**Brano del testo**

Era il 250 a.C. e lo storico Strabone ci racconta che il console Lucio Cecilio Metello costruì un Ponte sullo Stretto di Messina collegando tra loro delle botti e facendoci passare sopra degli elefanti africani. Da allora l’idea di connettere l’Italia alla Sicilia non è mai tramontata e riemerge ciclicamente nel dibattito politico. Il premier Giuseppe Conte ne ha parlato pochi giorni fa affermando che, insieme all’alta velocità, analizzerebbe senza pregiudizi anche il Ponte sullo Stretto. Una cosa è certa: l’Italia ha una economia messa in ginocchio da tre mesi di chiusura e si prevedono tonfi catastrofici fino al 15% del Pil e quindi l’unica ricetta per ripartire è quella di un forte intervento keynesiano dello Stato sull’economia che possa rimettere in moto il lavoro soprattutto in regioni, come il Sud, già strutturalmente in difficoltà ancor prima del virus.

**Dati**
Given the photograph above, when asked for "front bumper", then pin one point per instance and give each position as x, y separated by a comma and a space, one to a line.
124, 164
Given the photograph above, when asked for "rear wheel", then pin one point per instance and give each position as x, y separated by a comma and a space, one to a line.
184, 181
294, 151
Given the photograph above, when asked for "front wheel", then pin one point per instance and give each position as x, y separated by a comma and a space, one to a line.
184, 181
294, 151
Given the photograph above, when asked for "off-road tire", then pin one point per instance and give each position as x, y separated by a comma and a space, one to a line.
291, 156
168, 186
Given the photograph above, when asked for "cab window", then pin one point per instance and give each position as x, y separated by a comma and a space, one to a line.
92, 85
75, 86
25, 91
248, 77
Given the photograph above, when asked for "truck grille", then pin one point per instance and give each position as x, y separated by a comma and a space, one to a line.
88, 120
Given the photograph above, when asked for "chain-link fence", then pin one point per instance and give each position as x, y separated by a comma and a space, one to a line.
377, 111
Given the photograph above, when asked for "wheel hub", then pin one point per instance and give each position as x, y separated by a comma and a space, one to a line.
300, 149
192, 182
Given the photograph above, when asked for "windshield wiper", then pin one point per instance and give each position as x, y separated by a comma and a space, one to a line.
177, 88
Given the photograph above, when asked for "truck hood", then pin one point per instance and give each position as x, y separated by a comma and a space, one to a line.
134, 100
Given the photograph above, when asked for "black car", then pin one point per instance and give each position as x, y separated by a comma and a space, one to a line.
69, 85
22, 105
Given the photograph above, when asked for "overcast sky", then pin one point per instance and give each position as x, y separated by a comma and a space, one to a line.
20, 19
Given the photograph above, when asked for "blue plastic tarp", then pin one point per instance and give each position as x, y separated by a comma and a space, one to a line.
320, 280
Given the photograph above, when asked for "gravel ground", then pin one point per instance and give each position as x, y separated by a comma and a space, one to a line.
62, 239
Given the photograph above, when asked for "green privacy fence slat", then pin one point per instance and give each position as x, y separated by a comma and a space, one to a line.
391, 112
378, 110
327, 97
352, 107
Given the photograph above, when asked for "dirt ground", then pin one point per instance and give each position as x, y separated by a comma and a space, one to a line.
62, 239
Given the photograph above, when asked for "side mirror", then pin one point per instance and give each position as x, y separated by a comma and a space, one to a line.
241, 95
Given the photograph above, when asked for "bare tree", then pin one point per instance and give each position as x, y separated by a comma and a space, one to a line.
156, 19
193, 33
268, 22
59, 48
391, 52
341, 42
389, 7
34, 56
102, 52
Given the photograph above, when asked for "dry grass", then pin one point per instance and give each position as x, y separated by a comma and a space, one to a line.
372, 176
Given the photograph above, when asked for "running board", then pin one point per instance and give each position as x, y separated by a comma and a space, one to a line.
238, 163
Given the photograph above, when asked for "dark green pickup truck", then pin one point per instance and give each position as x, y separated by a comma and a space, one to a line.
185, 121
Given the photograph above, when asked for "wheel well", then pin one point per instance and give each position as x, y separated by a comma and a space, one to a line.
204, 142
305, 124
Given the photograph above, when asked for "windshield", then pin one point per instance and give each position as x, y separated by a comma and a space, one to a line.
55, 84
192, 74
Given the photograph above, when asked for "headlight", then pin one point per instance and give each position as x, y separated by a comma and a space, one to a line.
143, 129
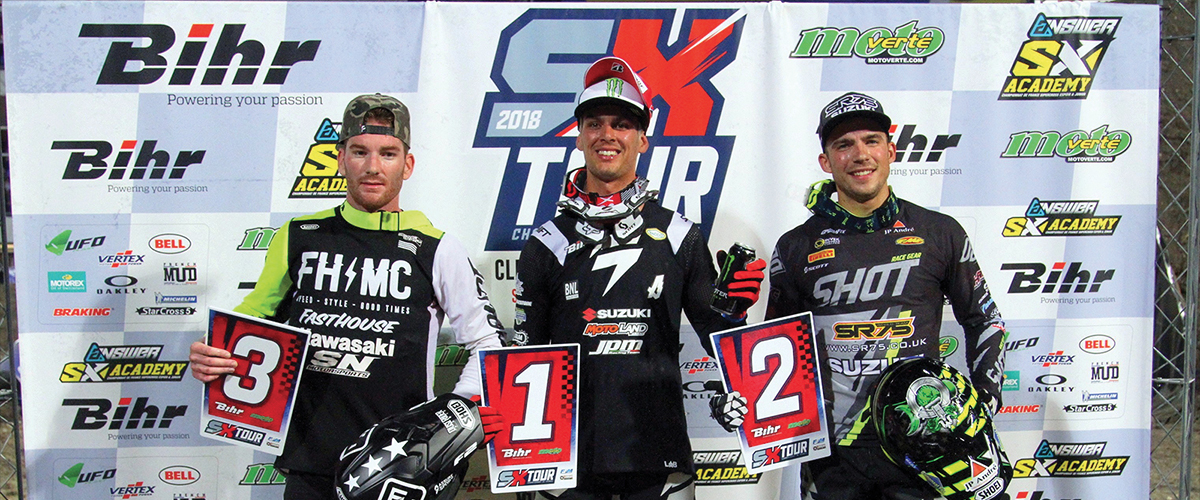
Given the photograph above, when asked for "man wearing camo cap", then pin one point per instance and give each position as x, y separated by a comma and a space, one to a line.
405, 276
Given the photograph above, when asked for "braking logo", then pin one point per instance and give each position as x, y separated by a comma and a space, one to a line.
907, 44
1060, 59
318, 172
145, 64
532, 114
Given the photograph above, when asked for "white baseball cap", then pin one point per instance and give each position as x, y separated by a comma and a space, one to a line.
612, 80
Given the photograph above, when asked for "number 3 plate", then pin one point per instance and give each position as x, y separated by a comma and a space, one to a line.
775, 366
534, 387
252, 405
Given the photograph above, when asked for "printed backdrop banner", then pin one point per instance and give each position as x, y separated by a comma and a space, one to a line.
156, 146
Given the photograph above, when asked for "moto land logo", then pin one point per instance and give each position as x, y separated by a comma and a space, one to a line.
907, 44
1060, 59
318, 172
532, 114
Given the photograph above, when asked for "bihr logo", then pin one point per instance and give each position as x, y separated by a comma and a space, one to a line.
1061, 218
94, 414
141, 61
1097, 145
89, 158
532, 115
63, 242
919, 144
1060, 59
1031, 277
318, 172
907, 44
526, 477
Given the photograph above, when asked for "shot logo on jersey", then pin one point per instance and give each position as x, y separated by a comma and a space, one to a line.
1069, 459
532, 114
1060, 59
906, 44
318, 172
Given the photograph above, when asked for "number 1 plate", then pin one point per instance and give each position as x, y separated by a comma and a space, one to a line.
535, 389
252, 405
775, 366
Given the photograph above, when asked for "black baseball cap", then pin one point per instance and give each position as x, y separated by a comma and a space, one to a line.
851, 104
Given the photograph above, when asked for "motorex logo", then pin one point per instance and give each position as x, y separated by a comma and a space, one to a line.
539, 68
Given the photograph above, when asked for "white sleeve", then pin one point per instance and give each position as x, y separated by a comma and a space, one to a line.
459, 289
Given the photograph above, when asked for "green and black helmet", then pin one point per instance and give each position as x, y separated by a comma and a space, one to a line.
931, 422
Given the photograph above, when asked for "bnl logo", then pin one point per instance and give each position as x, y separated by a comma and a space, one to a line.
539, 68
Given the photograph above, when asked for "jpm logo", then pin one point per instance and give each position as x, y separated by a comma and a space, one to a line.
1060, 59
539, 68
139, 55
906, 44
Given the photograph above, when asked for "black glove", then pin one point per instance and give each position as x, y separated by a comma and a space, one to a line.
729, 410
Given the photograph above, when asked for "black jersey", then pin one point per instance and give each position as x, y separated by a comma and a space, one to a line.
622, 303
373, 289
877, 296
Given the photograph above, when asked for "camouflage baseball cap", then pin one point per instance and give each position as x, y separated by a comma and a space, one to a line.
354, 120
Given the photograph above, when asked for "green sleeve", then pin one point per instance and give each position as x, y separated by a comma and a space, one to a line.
274, 283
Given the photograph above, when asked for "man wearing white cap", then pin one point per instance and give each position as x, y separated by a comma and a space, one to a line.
612, 272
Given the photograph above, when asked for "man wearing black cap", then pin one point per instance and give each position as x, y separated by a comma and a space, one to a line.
612, 272
373, 283
873, 269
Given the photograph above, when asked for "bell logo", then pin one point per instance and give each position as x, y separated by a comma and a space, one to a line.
149, 64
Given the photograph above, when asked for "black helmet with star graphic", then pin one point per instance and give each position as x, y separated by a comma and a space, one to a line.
421, 453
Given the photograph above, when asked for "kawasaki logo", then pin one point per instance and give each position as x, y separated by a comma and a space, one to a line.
144, 55
1097, 145
907, 44
531, 115
1060, 59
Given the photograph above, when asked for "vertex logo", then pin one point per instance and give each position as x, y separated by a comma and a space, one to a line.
89, 160
906, 44
1060, 59
318, 172
1061, 218
1097, 145
677, 52
138, 58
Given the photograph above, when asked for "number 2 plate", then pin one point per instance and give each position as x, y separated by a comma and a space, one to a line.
252, 405
775, 366
534, 387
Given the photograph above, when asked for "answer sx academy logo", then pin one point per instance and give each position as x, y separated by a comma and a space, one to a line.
533, 112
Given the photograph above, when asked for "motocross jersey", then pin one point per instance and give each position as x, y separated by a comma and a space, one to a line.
877, 296
622, 303
373, 289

**Cosa fare**
Riscrivi il tratto del testo sul Ponte sullo Stretto che va da "Era il 250 a.C." fino a "prima del virus.", sostituendo "botti" con "barche". Basati soltanto sul testo.

**La risposta**
Era il 250 a.C. e lo storico Strabone ci racconta che il console Lucio Cecilio Metello costruì un Ponte sullo Stretto di Messina collegando tra loro delle barche e facendoci passare sopra degli elefanti africani. Da allora l’idea di connettere l’Italia alla Sicilia non è mai tramontata e riemerge ciclicamente nel dibattito politico. Il premier Giuseppe Conte ne ha parlato pochi giorni fa affermando che, insieme all’alta velocità, analizzerebbe senza pregiudizi anche il Ponte sullo Stretto. Una cosa è certa: l’Italia ha una economia messa in ginocchio da tre mesi di chiusura e si prevedono tonfi catastrofici fino al 15% del Pil e quindi l’unica ricetta per ripartire è quella di un forte intervento keynesiano dello Stato sull’economia che possa rimettere in moto il lavoro soprattutto in regioni, come il Sud, già strutturalmente in difficoltà ancor prima del virus.